==== Supplied data ====

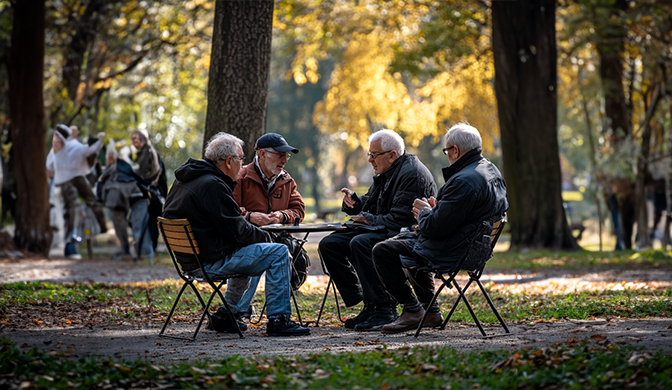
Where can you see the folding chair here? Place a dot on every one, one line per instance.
(326, 294)
(179, 238)
(473, 262)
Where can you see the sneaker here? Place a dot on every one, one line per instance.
(221, 321)
(364, 315)
(380, 317)
(71, 252)
(283, 326)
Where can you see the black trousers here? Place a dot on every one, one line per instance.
(396, 279)
(347, 256)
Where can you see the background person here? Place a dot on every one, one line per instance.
(229, 244)
(474, 192)
(68, 162)
(399, 178)
(266, 194)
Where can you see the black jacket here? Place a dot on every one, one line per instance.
(474, 192)
(203, 194)
(389, 201)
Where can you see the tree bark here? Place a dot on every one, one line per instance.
(526, 89)
(26, 68)
(610, 45)
(74, 56)
(239, 71)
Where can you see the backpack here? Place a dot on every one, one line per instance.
(301, 261)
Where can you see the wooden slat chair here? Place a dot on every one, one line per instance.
(179, 239)
(473, 262)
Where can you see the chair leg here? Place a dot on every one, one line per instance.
(172, 309)
(431, 302)
(471, 310)
(452, 310)
(492, 306)
(296, 306)
(218, 291)
(324, 301)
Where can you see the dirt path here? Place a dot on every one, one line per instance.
(129, 342)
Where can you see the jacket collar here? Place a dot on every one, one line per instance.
(468, 158)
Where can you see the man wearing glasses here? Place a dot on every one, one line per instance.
(386, 208)
(229, 244)
(266, 194)
(474, 192)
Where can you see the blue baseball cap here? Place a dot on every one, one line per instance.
(274, 141)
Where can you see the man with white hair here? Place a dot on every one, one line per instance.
(229, 244)
(474, 192)
(399, 178)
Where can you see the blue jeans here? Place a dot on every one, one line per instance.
(240, 292)
(253, 260)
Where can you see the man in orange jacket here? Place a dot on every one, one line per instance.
(266, 194)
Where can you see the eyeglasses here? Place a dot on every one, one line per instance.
(374, 155)
(281, 155)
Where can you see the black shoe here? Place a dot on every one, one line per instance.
(283, 326)
(380, 317)
(221, 321)
(364, 315)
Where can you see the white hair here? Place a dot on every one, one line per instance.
(465, 136)
(389, 140)
(221, 146)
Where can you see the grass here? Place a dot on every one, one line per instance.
(46, 304)
(582, 365)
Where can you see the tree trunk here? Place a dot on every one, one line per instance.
(526, 89)
(239, 71)
(74, 56)
(644, 240)
(33, 231)
(610, 47)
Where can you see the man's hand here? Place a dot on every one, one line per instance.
(277, 216)
(261, 219)
(360, 219)
(347, 197)
(421, 204)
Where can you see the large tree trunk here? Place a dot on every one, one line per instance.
(33, 231)
(610, 45)
(526, 89)
(239, 71)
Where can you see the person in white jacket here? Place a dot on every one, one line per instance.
(67, 161)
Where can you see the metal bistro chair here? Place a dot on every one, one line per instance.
(473, 262)
(179, 238)
(326, 294)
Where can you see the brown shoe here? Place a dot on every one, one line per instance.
(433, 320)
(407, 321)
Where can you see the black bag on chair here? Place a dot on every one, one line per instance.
(301, 261)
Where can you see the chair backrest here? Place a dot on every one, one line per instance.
(178, 236)
(481, 246)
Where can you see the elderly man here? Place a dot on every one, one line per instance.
(67, 160)
(266, 194)
(203, 193)
(385, 209)
(474, 192)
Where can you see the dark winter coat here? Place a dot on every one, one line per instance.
(389, 201)
(474, 192)
(203, 194)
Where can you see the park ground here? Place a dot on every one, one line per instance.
(112, 310)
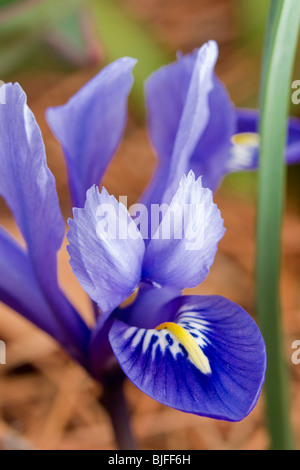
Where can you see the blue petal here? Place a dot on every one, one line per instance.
(179, 112)
(19, 288)
(209, 359)
(28, 187)
(182, 250)
(106, 261)
(90, 126)
(144, 310)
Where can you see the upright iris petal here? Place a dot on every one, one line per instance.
(106, 250)
(208, 358)
(179, 112)
(28, 187)
(90, 126)
(183, 248)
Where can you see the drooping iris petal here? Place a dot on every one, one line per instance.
(145, 309)
(191, 121)
(209, 359)
(19, 288)
(106, 249)
(182, 250)
(90, 126)
(28, 187)
(245, 148)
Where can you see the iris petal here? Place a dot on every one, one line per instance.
(182, 138)
(90, 126)
(106, 261)
(179, 111)
(28, 187)
(222, 380)
(182, 250)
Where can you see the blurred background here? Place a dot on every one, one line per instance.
(52, 48)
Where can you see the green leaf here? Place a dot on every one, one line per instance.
(122, 35)
(280, 49)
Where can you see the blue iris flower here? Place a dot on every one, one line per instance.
(199, 354)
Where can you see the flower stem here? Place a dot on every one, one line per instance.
(280, 48)
(114, 401)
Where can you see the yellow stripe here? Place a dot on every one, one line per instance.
(129, 301)
(249, 139)
(196, 354)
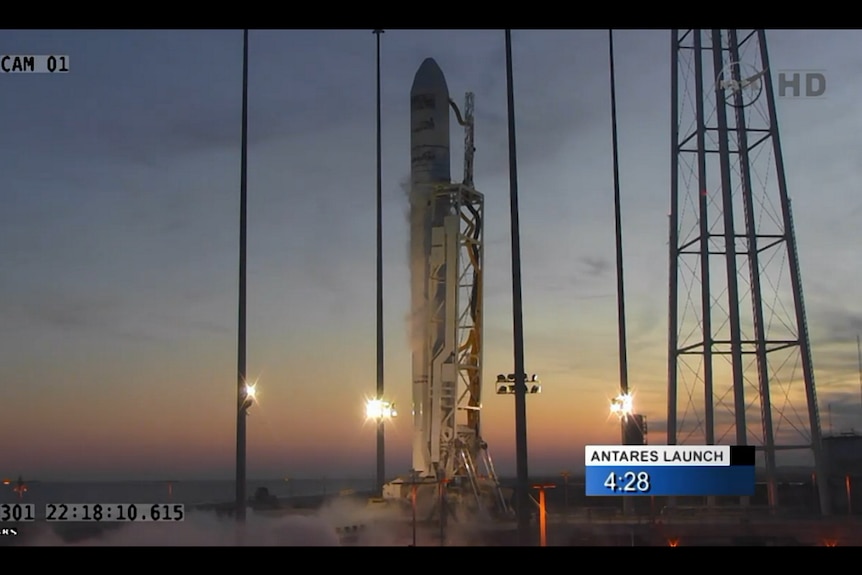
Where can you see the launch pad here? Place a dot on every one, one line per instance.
(452, 469)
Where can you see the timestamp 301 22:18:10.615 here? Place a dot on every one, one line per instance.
(114, 512)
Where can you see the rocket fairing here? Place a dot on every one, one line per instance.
(430, 167)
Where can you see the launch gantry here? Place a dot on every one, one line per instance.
(458, 362)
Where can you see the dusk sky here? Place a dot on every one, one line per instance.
(119, 241)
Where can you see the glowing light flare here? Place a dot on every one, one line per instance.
(622, 405)
(378, 409)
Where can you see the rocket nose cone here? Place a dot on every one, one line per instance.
(429, 78)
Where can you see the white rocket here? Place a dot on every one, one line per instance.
(446, 263)
(429, 149)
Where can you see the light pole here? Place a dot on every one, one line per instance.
(413, 502)
(444, 509)
(379, 411)
(381, 438)
(242, 387)
(523, 496)
(618, 227)
(543, 515)
(565, 475)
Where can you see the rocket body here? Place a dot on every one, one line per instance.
(430, 167)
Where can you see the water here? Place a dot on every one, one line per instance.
(186, 492)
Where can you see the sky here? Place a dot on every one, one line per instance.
(119, 240)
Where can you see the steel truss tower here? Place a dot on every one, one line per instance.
(739, 357)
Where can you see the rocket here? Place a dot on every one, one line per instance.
(430, 167)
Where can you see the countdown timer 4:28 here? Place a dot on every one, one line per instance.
(629, 482)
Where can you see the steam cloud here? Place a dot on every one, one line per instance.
(384, 526)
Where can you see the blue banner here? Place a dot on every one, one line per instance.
(669, 481)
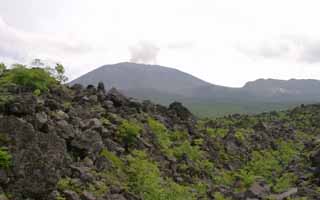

====

● **Stated goal**
Gather every line of the items above that contains the word "rocket", and list each one on its own line.

● **Task output**
Where can you see the rocket fairing here? Place a dot on every one, one line per instance.
Where can you see the rocket nose cone here? Place a dot on every one, one line per instance.
Where can you see the white rocket here? Place a dot on every one, one line per instance.
Where can you see the rocket body here? Place a dot on every one, one line per instance.
Where can you see the rocket here? Place a dot on every one, one line per instance.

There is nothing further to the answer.